What you should do: Your task is to reproduce the material exactly.
▬▬▬
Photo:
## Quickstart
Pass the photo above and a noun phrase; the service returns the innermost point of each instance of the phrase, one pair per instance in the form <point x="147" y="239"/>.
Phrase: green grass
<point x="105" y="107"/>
▬▬▬
Answer:
Photo:
## Quickstart
Pass the photo above and a noun phrase; the service returns the innermost point of each instance of the phrase, one pair per instance in the form <point x="147" y="239"/>.
Phrase: green grass
<point x="105" y="107"/>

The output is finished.